▸ **WHAT YOU WILL DO**
Extract every line of the records below that contains the string "instance", treating uppercase and lowercase letters as distinct.

▸ **MATERIALS PROVIDED**
◆ ◆ ◆ ◆
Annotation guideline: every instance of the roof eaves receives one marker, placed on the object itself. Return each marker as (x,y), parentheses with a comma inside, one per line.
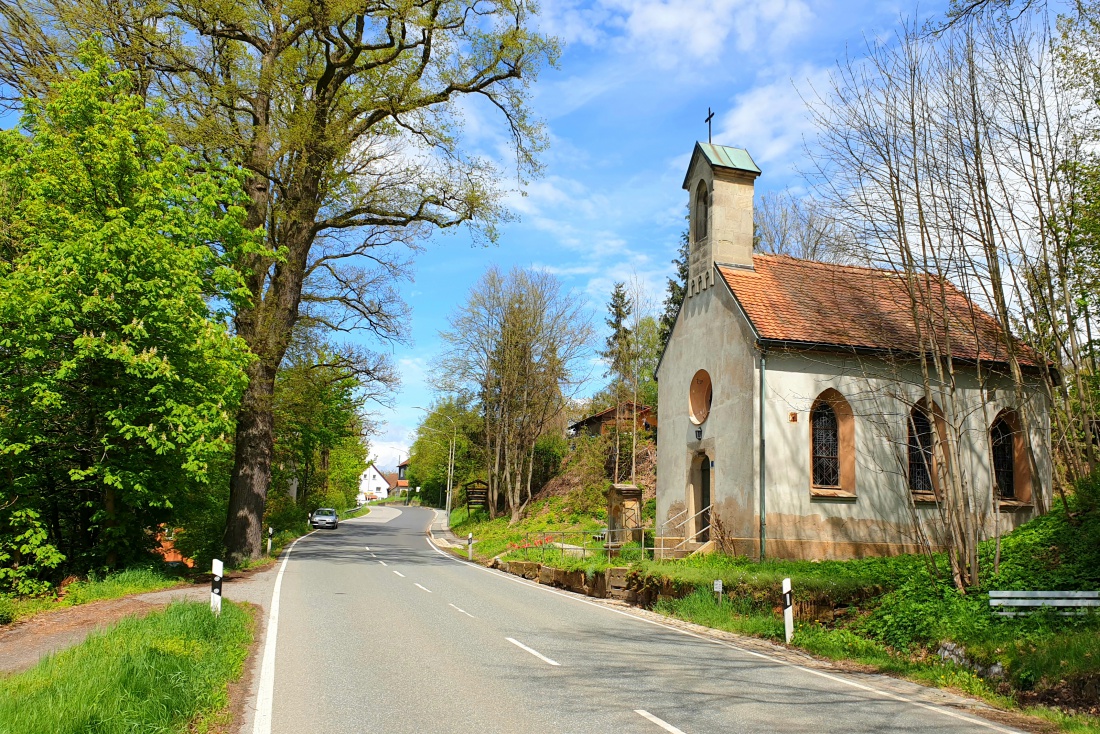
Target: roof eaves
◆ ◆ ◆ ◆
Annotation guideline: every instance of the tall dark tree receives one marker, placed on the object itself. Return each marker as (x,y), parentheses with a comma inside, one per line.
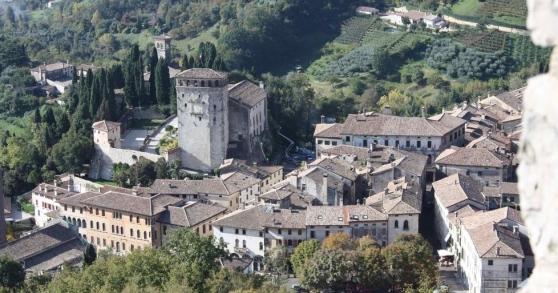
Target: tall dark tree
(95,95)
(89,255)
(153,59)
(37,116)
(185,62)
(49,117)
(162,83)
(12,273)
◆ ◆ ◆ ◆
▸ **WRITTEN ANSWER**
Annotation guideline: every instance of the roof eaves receives one marker, placed on the object itself. Return each marker as (x,y), parentheses with a comma inside, one per line.
Annotation guideline: every instance of the tall dark tree receives one marker, placed on the object itself. Return each marker as (x,y), parentheses with a comma inside, one per line.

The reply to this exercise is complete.